Object pointing dataset rows
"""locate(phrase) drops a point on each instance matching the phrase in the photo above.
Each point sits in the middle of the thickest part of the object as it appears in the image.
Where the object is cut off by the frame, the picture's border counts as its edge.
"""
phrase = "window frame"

EXERCISE REQUIREMENTS |
Copy out all of the entries above, substituting "item" for each occurrence of "object" and leaving every other word as it is.

TASK SOLUTION |
"""locate(phrase) drops a point on each instance matching the phrase in the photo above.
Each point sits in the middle of the thickest part of the item as it appears in the image.
Where the item is cut off by the frame, the picture's border counts as its edge.
"""
phrase = "window frame"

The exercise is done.